**Location labeling records:**
···
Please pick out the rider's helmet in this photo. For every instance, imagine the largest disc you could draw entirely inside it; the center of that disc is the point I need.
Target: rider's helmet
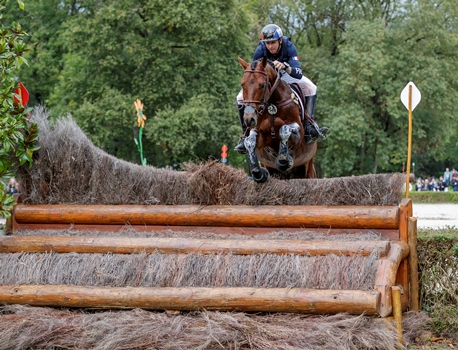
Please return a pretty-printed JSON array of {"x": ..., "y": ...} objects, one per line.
[{"x": 271, "y": 32}]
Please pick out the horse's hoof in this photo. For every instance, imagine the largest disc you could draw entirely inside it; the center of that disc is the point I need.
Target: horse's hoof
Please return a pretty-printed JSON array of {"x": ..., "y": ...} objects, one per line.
[
  {"x": 260, "y": 175},
  {"x": 284, "y": 164}
]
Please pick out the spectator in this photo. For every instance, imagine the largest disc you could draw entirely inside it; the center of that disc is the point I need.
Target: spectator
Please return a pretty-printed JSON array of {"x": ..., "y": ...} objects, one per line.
[
  {"x": 441, "y": 184},
  {"x": 455, "y": 184},
  {"x": 426, "y": 186},
  {"x": 419, "y": 185},
  {"x": 454, "y": 174},
  {"x": 12, "y": 187},
  {"x": 434, "y": 186},
  {"x": 447, "y": 177}
]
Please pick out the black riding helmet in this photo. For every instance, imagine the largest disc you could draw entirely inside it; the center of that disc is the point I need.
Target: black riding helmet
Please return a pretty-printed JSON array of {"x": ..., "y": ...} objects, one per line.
[{"x": 271, "y": 32}]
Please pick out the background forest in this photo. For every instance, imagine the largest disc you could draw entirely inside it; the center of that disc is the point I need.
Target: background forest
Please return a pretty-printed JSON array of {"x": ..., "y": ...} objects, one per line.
[{"x": 93, "y": 58}]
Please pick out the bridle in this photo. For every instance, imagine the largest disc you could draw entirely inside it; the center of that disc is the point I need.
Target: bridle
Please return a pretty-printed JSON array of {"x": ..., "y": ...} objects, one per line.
[{"x": 268, "y": 91}]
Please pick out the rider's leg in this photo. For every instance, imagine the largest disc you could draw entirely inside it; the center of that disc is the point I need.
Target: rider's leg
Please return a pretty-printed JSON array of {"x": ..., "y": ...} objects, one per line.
[
  {"x": 240, "y": 147},
  {"x": 312, "y": 130}
]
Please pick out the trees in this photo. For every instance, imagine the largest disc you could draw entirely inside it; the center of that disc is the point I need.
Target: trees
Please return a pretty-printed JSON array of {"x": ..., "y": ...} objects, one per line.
[
  {"x": 361, "y": 55},
  {"x": 171, "y": 55},
  {"x": 94, "y": 58}
]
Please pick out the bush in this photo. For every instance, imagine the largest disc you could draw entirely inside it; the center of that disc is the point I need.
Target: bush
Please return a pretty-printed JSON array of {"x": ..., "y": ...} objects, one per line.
[
  {"x": 438, "y": 275},
  {"x": 434, "y": 197}
]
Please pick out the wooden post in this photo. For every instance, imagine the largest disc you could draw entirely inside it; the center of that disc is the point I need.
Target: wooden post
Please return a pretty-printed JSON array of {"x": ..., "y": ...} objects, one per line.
[
  {"x": 397, "y": 310},
  {"x": 405, "y": 212},
  {"x": 413, "y": 266},
  {"x": 386, "y": 275}
]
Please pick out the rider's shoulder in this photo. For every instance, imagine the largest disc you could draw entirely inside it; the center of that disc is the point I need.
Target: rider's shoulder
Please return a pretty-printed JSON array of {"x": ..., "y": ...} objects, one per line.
[{"x": 288, "y": 42}]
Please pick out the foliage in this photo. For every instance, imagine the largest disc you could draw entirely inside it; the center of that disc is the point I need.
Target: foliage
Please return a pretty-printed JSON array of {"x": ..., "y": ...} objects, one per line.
[
  {"x": 93, "y": 58},
  {"x": 434, "y": 197},
  {"x": 18, "y": 136},
  {"x": 438, "y": 278}
]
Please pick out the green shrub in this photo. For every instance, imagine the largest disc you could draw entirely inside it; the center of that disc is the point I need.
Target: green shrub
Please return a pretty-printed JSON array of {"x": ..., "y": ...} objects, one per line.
[
  {"x": 18, "y": 136},
  {"x": 438, "y": 275},
  {"x": 434, "y": 197}
]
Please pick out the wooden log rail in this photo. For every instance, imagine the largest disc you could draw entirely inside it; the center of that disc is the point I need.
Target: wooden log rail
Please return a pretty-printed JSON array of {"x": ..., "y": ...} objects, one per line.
[
  {"x": 295, "y": 300},
  {"x": 129, "y": 245},
  {"x": 393, "y": 269},
  {"x": 353, "y": 217}
]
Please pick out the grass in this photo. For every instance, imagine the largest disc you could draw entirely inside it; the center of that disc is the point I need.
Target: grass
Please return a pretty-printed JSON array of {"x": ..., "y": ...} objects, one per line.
[{"x": 434, "y": 197}]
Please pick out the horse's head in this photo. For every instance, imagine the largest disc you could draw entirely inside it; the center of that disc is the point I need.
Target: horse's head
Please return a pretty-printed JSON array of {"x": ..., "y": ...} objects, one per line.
[{"x": 256, "y": 85}]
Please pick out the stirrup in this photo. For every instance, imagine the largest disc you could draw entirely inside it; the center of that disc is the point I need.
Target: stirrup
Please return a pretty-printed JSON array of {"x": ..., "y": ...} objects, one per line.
[{"x": 240, "y": 148}]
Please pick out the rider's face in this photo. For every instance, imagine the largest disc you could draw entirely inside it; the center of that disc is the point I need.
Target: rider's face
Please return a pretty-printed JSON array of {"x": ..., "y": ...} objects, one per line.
[{"x": 273, "y": 46}]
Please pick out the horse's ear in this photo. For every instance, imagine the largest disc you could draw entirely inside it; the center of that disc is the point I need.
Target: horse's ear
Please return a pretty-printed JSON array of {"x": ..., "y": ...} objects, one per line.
[{"x": 243, "y": 63}]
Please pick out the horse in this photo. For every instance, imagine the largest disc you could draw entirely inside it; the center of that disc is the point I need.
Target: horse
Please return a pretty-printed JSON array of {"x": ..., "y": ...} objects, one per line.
[{"x": 276, "y": 136}]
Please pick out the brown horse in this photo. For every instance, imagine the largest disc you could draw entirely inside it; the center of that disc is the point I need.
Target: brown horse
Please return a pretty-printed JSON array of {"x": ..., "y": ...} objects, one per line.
[{"x": 276, "y": 139}]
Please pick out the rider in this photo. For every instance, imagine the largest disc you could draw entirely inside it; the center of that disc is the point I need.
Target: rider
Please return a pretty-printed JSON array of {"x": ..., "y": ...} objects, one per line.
[{"x": 283, "y": 53}]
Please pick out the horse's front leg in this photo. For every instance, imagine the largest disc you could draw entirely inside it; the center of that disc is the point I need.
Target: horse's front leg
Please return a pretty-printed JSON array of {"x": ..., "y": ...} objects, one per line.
[
  {"x": 288, "y": 133},
  {"x": 258, "y": 173}
]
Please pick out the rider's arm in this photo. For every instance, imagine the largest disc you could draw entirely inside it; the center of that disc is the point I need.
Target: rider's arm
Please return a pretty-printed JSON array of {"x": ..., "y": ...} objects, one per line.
[{"x": 293, "y": 61}]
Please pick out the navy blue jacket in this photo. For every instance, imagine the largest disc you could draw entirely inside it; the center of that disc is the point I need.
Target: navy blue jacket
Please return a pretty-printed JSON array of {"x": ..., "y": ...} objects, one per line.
[{"x": 287, "y": 53}]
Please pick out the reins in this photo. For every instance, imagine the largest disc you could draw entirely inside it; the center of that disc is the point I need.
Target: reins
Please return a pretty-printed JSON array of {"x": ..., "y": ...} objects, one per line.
[{"x": 268, "y": 91}]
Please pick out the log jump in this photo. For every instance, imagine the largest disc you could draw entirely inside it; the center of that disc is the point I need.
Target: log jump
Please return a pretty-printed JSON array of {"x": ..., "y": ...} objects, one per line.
[{"x": 395, "y": 266}]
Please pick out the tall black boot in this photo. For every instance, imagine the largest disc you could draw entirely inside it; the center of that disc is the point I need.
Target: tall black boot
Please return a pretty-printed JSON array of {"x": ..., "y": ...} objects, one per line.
[
  {"x": 240, "y": 148},
  {"x": 312, "y": 130}
]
···
**Short problem:** Your task is to transcribe the line containing "Please pick out the reins" and every line after it, through the last line of the data, exactly as written and with nothing more.

**Answer for the task:**
Please pick out the reins in this photo. For every instance, imagine the largest disc you could draw entirely inside it; the center of that disc is the point I need.
Target: reins
Please return a pretty-printed JSON array of {"x": ..., "y": ...} objects, one per line.
[{"x": 268, "y": 91}]
Please pick out the log jump in this photo. For every instance, imagine the largest disc you could draw entirely inside it; the center of that disc is the point I need.
Target: log jump
Please return a pretty-printed JSON array of {"x": ..., "y": ...} objects, one per line.
[{"x": 395, "y": 266}]
Please pick out the tall black boot in this photo. For every instance, imagine the largest disc you could draw entirely inside it; the center of that disc is the point I need.
Target: tall black boot
Please return a pretty-printed JSON array of {"x": ..., "y": ...} objects, one per line.
[
  {"x": 240, "y": 148},
  {"x": 312, "y": 130}
]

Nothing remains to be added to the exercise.